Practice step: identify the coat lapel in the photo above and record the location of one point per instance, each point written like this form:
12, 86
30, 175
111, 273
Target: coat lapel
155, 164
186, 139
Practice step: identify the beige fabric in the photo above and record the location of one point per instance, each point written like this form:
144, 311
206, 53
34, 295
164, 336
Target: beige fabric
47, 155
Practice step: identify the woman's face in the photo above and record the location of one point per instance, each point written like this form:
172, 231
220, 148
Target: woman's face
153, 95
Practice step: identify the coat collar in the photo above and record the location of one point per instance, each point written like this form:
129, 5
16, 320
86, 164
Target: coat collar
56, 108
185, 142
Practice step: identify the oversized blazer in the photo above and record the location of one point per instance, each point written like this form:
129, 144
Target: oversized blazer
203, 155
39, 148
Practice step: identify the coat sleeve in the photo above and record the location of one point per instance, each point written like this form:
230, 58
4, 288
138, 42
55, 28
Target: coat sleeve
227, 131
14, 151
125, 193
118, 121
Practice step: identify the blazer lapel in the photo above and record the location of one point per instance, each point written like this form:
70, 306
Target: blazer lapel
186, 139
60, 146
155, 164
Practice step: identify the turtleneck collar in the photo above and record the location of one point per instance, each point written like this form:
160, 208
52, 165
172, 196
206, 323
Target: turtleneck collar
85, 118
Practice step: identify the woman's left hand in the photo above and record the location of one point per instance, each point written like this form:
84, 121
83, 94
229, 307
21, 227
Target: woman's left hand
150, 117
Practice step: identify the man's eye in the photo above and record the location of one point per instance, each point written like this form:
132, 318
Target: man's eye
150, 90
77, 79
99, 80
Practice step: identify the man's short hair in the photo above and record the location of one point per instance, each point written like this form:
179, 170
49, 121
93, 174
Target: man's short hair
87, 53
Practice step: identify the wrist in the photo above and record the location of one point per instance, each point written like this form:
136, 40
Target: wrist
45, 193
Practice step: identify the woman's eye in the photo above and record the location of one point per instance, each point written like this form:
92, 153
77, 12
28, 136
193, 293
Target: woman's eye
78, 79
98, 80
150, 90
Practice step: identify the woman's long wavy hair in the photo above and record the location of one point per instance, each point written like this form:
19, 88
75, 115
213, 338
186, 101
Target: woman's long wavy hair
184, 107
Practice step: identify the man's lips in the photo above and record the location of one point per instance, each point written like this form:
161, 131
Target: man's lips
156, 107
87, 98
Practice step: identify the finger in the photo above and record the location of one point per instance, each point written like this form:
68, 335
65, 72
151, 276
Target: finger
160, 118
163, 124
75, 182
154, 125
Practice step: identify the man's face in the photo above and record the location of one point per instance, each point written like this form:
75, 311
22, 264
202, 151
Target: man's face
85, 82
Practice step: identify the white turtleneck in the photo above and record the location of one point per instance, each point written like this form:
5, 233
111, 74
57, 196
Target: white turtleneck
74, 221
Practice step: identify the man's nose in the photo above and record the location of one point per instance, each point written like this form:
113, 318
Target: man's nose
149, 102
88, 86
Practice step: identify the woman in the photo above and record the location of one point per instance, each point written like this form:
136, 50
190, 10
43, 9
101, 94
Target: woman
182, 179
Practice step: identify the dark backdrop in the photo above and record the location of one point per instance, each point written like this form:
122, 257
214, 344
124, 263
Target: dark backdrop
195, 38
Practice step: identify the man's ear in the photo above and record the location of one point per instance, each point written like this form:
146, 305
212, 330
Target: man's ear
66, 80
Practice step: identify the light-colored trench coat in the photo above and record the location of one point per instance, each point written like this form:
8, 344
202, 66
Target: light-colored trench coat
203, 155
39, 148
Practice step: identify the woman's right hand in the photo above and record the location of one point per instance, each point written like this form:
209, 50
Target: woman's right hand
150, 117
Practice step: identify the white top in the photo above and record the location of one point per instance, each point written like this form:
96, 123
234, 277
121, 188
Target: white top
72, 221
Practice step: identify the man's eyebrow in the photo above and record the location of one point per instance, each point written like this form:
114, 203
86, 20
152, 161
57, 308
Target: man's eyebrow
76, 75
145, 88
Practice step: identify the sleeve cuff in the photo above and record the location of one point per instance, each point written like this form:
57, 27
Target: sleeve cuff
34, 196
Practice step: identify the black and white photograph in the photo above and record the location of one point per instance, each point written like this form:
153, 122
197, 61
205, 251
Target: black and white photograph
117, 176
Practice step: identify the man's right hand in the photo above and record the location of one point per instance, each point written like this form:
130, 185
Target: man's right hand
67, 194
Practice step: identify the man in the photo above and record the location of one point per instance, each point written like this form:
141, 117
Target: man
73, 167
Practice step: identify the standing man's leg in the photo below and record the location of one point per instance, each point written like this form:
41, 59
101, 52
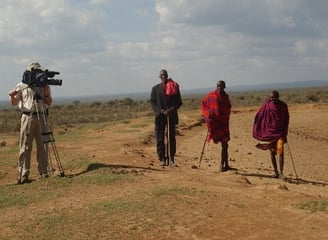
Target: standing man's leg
280, 153
25, 142
224, 166
274, 163
160, 124
172, 143
42, 149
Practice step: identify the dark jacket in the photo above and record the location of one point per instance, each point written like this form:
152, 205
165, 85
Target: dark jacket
159, 101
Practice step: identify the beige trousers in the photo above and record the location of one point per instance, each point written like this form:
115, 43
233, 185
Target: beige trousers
32, 127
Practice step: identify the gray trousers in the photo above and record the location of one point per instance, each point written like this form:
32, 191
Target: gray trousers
32, 128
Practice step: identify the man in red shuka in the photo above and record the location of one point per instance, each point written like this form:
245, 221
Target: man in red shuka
216, 108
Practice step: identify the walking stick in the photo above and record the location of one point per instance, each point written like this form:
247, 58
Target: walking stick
291, 157
201, 155
168, 141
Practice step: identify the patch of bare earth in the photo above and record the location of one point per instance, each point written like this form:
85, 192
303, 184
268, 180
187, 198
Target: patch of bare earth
242, 204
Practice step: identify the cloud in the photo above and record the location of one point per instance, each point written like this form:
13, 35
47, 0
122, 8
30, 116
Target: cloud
119, 46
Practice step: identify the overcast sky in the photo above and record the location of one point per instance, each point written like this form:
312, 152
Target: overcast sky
119, 46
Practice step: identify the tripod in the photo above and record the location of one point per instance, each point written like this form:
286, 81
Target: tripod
36, 124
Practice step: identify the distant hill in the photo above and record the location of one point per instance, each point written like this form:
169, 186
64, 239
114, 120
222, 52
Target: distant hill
185, 92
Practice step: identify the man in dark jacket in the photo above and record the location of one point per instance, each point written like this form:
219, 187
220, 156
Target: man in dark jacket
166, 100
271, 128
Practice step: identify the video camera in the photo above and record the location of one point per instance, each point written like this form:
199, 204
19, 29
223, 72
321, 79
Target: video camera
40, 78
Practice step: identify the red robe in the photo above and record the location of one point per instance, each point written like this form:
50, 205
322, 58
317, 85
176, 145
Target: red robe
216, 108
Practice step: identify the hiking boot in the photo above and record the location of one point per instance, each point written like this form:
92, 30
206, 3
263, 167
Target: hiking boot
23, 180
275, 175
172, 163
281, 176
163, 163
44, 175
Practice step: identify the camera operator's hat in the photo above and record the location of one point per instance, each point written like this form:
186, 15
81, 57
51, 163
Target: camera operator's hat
34, 65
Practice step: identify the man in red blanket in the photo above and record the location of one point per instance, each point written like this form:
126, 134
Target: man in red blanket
216, 108
271, 128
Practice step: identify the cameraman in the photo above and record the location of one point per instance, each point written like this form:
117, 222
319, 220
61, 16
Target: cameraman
33, 102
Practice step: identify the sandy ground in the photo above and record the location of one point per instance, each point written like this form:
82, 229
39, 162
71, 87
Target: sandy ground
246, 203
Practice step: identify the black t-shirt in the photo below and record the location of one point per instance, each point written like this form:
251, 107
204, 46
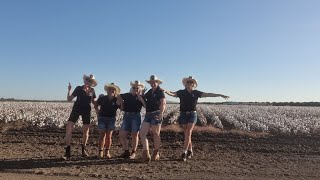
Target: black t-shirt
153, 100
131, 103
188, 101
83, 102
108, 108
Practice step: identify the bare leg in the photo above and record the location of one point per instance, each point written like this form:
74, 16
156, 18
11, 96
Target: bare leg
102, 139
108, 139
85, 137
135, 140
124, 141
143, 135
69, 130
187, 135
156, 136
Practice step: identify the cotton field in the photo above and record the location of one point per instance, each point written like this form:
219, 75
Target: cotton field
288, 120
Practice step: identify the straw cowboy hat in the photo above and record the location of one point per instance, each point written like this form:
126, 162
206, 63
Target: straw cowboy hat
112, 85
137, 84
91, 79
190, 78
154, 78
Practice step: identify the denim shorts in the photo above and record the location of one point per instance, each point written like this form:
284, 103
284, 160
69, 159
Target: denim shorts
152, 118
107, 123
188, 117
131, 122
86, 116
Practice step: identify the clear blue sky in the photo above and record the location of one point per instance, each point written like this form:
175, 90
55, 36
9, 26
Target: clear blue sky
250, 50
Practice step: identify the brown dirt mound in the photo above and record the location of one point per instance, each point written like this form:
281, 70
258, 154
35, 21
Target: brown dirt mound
34, 154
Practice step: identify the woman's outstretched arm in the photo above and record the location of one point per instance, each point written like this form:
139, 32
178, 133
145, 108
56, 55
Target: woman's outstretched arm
173, 94
70, 97
214, 95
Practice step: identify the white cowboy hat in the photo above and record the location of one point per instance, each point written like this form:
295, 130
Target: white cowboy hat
154, 78
190, 78
91, 79
112, 85
137, 84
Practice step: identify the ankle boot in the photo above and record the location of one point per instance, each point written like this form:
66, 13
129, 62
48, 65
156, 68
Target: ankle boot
146, 158
155, 155
67, 154
84, 151
107, 154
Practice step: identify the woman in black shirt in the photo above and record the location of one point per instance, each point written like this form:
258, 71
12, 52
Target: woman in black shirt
131, 103
188, 114
156, 104
107, 118
82, 107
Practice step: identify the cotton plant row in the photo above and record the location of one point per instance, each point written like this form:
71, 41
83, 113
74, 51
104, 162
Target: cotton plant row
288, 120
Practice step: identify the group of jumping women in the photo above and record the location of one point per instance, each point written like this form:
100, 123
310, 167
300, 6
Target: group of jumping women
131, 103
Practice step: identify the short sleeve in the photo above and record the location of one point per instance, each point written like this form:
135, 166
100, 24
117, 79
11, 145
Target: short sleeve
179, 93
76, 91
198, 93
161, 95
123, 96
94, 94
99, 101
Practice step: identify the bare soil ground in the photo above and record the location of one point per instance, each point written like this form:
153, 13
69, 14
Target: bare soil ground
36, 154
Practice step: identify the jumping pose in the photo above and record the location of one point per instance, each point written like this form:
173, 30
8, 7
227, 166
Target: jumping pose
156, 104
131, 103
188, 114
82, 107
107, 118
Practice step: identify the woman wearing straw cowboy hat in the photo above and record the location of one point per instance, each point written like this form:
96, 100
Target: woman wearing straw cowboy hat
107, 118
131, 103
156, 104
188, 115
85, 96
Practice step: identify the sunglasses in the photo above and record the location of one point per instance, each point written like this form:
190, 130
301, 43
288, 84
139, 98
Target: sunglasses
89, 80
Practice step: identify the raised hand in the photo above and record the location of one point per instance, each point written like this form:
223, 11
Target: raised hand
144, 91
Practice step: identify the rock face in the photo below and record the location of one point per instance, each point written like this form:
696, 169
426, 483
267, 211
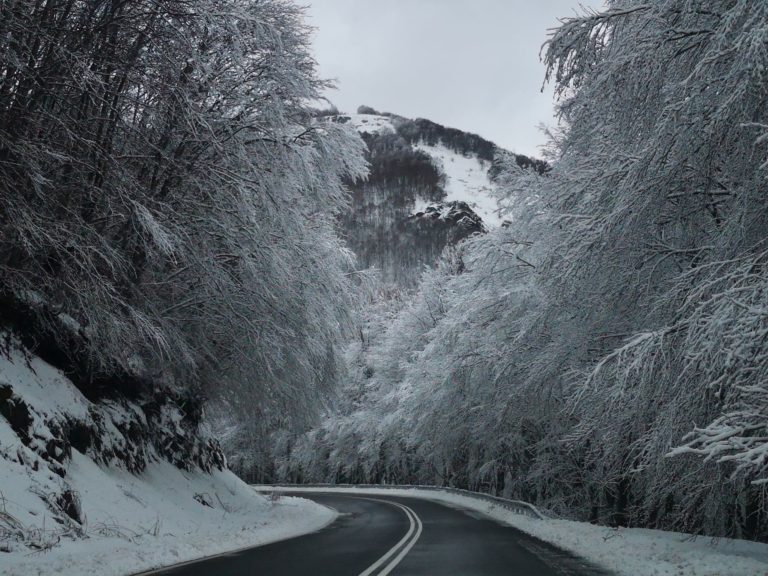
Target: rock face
458, 215
430, 186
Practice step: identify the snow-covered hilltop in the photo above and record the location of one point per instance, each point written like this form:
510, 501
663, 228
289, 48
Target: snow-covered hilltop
419, 167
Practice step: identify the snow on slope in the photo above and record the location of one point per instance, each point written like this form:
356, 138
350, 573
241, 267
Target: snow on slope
466, 181
466, 176
371, 123
625, 551
131, 522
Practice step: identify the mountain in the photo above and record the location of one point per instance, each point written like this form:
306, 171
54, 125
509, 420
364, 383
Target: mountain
430, 186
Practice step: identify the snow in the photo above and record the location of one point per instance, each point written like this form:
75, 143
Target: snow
132, 522
466, 176
623, 551
466, 181
371, 123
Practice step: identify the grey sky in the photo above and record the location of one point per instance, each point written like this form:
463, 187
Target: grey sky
470, 64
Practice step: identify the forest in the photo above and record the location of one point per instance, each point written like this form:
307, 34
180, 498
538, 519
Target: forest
604, 355
171, 222
166, 195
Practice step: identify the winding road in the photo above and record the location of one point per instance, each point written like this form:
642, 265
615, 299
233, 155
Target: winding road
383, 535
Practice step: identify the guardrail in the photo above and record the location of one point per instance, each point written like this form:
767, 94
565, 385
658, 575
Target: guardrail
516, 506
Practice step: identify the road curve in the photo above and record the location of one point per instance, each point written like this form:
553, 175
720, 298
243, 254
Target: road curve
383, 535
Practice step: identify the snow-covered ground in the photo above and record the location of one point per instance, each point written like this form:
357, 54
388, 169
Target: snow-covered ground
466, 181
466, 176
371, 123
131, 523
626, 551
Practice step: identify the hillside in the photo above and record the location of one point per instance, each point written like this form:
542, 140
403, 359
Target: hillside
418, 167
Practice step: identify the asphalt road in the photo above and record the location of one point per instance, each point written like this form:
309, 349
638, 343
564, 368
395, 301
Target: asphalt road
377, 536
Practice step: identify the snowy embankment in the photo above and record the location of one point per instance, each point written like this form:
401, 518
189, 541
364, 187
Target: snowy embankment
62, 513
623, 551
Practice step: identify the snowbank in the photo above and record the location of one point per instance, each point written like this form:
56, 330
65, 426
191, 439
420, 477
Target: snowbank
62, 513
626, 551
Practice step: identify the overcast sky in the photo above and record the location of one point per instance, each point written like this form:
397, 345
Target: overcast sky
469, 64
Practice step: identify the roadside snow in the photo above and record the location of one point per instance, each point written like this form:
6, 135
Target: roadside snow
466, 181
626, 551
132, 523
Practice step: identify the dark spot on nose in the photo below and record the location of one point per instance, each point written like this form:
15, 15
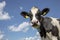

++++++++++++++++++++

**REQUIRED WORK**
Work out how many lines of the records above contain the word "pose", matching case exactly, and reply with that number alone.

**FINAL RESULT**
2